_Stored rows_
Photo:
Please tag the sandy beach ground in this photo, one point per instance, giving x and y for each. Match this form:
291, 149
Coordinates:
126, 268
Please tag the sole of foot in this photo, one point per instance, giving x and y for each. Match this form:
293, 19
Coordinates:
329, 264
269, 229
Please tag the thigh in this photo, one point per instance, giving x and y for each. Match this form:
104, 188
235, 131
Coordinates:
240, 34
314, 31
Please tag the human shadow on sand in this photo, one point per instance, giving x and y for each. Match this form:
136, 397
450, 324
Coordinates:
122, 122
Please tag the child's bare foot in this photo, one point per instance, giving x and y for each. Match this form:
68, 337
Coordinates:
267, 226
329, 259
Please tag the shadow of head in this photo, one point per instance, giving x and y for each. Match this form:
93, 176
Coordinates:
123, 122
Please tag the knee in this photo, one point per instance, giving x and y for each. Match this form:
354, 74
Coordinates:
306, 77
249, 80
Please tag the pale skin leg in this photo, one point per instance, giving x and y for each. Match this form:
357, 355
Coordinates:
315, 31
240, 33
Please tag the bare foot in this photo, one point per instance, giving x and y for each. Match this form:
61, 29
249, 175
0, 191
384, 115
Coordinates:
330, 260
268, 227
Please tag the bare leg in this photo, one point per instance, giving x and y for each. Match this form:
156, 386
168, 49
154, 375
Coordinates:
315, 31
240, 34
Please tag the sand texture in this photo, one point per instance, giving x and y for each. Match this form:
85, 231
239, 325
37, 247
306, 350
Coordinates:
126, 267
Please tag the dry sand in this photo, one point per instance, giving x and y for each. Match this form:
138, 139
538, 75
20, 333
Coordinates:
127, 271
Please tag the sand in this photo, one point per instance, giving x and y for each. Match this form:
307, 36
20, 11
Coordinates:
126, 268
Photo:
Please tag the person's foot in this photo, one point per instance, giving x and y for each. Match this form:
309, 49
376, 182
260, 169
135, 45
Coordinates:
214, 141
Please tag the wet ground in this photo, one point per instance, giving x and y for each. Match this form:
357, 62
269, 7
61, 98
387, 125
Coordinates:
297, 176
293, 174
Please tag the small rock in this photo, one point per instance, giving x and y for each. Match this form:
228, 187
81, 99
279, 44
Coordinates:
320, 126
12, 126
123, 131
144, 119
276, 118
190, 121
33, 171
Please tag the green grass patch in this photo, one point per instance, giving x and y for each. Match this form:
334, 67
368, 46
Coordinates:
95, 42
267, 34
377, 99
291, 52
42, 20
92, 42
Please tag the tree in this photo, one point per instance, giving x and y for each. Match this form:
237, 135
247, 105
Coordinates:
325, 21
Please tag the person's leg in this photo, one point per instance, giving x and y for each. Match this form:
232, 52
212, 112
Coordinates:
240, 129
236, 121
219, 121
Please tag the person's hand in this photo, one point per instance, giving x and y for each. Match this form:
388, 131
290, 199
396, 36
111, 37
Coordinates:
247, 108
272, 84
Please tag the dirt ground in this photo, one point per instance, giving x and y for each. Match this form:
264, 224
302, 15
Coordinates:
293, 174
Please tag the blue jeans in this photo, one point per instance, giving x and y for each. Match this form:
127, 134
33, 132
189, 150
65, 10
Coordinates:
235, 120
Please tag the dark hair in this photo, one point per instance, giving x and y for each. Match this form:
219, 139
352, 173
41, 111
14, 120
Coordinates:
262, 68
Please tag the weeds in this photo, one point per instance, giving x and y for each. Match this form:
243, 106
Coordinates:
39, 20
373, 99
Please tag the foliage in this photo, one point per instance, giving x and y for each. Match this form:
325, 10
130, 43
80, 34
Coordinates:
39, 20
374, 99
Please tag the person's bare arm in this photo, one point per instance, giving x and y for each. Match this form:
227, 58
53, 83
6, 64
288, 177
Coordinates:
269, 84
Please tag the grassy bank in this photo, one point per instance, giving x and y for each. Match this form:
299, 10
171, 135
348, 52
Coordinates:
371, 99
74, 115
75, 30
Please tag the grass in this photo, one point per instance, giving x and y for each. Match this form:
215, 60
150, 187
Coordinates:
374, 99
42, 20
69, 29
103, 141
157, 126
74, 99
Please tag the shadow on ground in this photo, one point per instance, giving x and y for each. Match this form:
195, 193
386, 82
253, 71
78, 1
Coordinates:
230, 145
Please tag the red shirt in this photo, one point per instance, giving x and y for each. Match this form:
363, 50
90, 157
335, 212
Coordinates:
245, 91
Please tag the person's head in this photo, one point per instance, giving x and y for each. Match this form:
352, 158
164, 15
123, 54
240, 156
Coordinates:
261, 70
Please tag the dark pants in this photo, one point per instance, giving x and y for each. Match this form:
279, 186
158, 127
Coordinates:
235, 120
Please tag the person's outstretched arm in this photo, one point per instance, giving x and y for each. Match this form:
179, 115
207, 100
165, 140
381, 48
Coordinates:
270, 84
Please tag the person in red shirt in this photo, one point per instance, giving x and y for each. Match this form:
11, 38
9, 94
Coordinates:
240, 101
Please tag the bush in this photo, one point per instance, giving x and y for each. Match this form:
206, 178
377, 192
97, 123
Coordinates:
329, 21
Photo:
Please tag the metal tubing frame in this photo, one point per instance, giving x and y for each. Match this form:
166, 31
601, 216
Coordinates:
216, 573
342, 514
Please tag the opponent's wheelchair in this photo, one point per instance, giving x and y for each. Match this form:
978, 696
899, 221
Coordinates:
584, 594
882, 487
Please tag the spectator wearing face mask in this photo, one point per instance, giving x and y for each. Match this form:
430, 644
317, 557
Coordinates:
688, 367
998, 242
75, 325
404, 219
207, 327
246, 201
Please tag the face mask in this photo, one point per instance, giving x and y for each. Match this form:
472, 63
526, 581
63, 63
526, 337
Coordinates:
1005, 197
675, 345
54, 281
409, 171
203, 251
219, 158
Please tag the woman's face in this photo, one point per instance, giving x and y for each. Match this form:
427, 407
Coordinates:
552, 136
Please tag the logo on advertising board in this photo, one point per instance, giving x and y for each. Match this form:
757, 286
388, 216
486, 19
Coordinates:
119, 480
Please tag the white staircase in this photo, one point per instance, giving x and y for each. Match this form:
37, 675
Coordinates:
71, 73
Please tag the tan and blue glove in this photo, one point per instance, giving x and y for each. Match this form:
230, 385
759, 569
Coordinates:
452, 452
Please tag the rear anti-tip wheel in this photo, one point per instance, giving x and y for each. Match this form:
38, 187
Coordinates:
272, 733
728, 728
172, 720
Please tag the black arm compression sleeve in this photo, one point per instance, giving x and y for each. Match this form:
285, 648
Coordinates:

_Prompt_
Write out every entry exactly as given.

_Exercise answer_
Photo:
Please tag the sandy beach ground in this photo, one point per instance, giving x and y for each. Match this form:
291, 149
Coordinates:
126, 268
Please tag the sole of foot in this photo, one point per instance, giving x and y for each. Match this form:
293, 19
Coordinates:
329, 264
269, 229
Please tag the thigh in this photo, one point per instance, giving x and y for each. Match this form:
104, 188
235, 131
Coordinates:
240, 34
314, 31
Please tag the human shadow on sand in this photo, one point per instance, giving x and y for each. Match this form:
136, 397
450, 324
Coordinates:
122, 122
Please tag the child's bare foot in this photo, one point per instance, giving x and y for each. Match this form:
68, 337
Coordinates:
267, 226
329, 259
Please tag the shadow of head in this photo, one point per instance, giving x and y for each. Match this form:
93, 176
Coordinates:
123, 122
Please tag the knee in this photo, one point per instance, giving x and y for each. Match this form:
354, 74
Coordinates:
306, 77
249, 80
Please tag the pale skin leg in this photo, one point per instance, giving x and y for each. Match this form:
357, 355
Coordinates:
315, 31
240, 33
Please tag the bare foot in this photo, one point per instance, giving x and y for each. Match this form:
61, 29
249, 175
0, 191
384, 115
Coordinates:
330, 260
268, 227
Please tag the bare leg in this photo, one point per instance, giving x and y for each. Match this form:
156, 386
168, 49
154, 375
Coordinates:
315, 31
240, 34
Please tag the sand texture in this photo, one point per instance, giving x and y for each. Match this form:
85, 231
239, 325
37, 247
306, 350
Coordinates:
126, 267
Please tag the dry sand in this photo, one point per instance, giving x and y for each. Match this form:
138, 139
538, 75
20, 333
Coordinates:
127, 271
Please tag the sand in this photo, one point per instance, giving x and y for each. Match this form:
307, 36
20, 11
Coordinates:
126, 268
Photo:
Please tag the person's foot in this photo, one point per instance, giving x and y for each. Match this form:
309, 49
376, 182
260, 169
135, 45
Coordinates:
214, 141
Please tag the wet ground in this photo, one point per instance, giving x and y for each. Match this form:
357, 62
269, 7
61, 98
387, 125
Coordinates:
297, 176
293, 174
Please tag the small rock in this photo, one point per instance, giving x and y for each. Match this form:
228, 187
81, 99
279, 44
Coordinates:
320, 126
12, 126
123, 131
144, 119
276, 118
190, 121
33, 171
Please tag the green grass patch in this photo, one point per instance, giving x and y for each. Match this form:
334, 67
368, 46
Coordinates:
95, 42
267, 34
377, 99
291, 52
42, 20
92, 42
Please tag the tree in this photo, one point per instance, giving x and y for each. Match this form:
237, 135
247, 105
Coordinates:
325, 21
Please tag the person's leg in this photo, one point per instance, giving x and y for each. Match this form:
232, 52
212, 112
Coordinates:
240, 129
236, 121
219, 121
Please tag the person's hand in this photo, one point per instance, giving x and y for each. Match this form:
388, 131
290, 199
396, 36
111, 37
Coordinates:
247, 108
272, 84
Please tag the dirt ground in this photo, one point per instance, giving x and y for each. Match this form:
264, 224
302, 15
Coordinates:
293, 174
Please tag the blue jeans in this photo, one point per instance, giving x and y for each. Match this form:
127, 134
33, 132
189, 150
65, 10
Coordinates:
235, 120
Please tag the dark hair in this photo, one point per instance, giving x and y for each. Match this form:
219, 139
352, 173
41, 111
14, 120
Coordinates:
262, 68
Please tag the weeds in this photo, one point per instance, giving x and y for each. Match this form:
243, 106
Coordinates:
39, 20
373, 99
Please tag the foliage in this photo, one point per instance, giving x and y for each. Match this form:
325, 10
130, 43
80, 34
Coordinates:
39, 20
374, 99
Please tag the person's bare arm in this photo, one point per instance, giving x and y for each. Match this form:
227, 58
53, 83
6, 64
288, 177
Coordinates:
269, 84
Please tag the grassy bank in this photo, one point per instance, giving x and y for each. Match this form:
299, 10
171, 135
348, 52
Coordinates:
371, 99
74, 115
75, 30
Please tag the grass in this photo, one point per instance, giving x and y for each. Match this form:
215, 60
150, 187
Coordinates:
374, 99
42, 20
69, 29
103, 141
157, 126
74, 99
Please tag the shadow on ground in this photo, one point per instance, giving x and y for each. Match this form:
195, 193
386, 82
253, 71
78, 1
Coordinates:
230, 145
Please tag the red shirt in this photo, one point per instance, giving x and y for each. Match this form:
363, 50
90, 157
335, 212
Coordinates:
245, 91
Please tag the person's head in this photo, one point per instance, giving x and y for each. Match this form:
352, 158
164, 15
123, 54
240, 156
Coordinates:
261, 70
Please tag the dark pants in this photo, one point per instance, giving x and y for each. Match this form:
279, 186
158, 127
Coordinates:
235, 120
Please tag the person's outstretched arm in this photo, one point per instance, giving x and y for each. Match this form:
179, 115
207, 100
165, 140
381, 48
Coordinates:
270, 84
Please tag the person in red shirt in this photo, one point per instance, giving x and y for each. Match this form:
11, 38
9, 94
Coordinates:
240, 101
Please tag the bush in this photo, one point per instance, giving x and y for each. Match this form:
206, 178
377, 192
97, 123
Coordinates:
329, 21
Photo:
Please tag the metal tubing frame in this photo, one point per instance, giving x and y for each. Match this form:
166, 31
601, 216
Coordinates:
216, 573
342, 514
Please tag the opponent's wheelchair in this photo, one point per instance, giving x and y for each. Match this form:
978, 696
899, 221
Coordinates:
584, 594
882, 487
Please tag the spectator wearing face mask in this photo, one point per instance, giving x and y for each. Match this form:
430, 644
317, 557
Coordinates:
688, 367
998, 242
75, 325
404, 219
207, 327
246, 201
Please tag the face mask in this photo, one point per instance, giving x and y for each. Match this form:
472, 63
526, 581
63, 63
526, 337
Coordinates:
1005, 197
675, 345
54, 281
409, 171
203, 251
219, 158
Please tag the woman's face in this photo, one point per instance, giving x and y for each. Match this form:
427, 407
Coordinates:
552, 136
Please tag the logo on advertising board in this photo, one point per instance, giving x and y for each. Match this form:
757, 286
388, 216
486, 19
Coordinates:
119, 480
Please tag the white staircase in this photo, one point per instance, giving x and y for each. Match this form:
37, 675
Coordinates:
71, 73
Please tag the tan and blue glove in this photo, one point per instance, giving x and y for each. Match this form:
230, 385
759, 569
Coordinates:
452, 452
Please tag the rear anti-tip wheel in this photo, one point per instance, giving x and y for each. Match this form:
38, 187
Coordinates:
272, 733
728, 728
172, 720
Please tag the black arm compression sleeve in this photo, one point per instance, giving x and y for each. Match this form:
285, 648
Coordinates:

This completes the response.